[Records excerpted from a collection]

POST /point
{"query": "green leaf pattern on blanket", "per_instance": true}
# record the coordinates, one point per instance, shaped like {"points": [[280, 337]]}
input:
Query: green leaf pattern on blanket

_ACTIVITY_
The reply should be a precise retyping of all the data.

_RESULT OF THE TASK_
POST /point
{"query": "green leaf pattern on blanket", "per_instance": true}
# record the coordinates, one point per instance, shaped like {"points": [[280, 337]]}
input:
Query: green leaf pattern on blanket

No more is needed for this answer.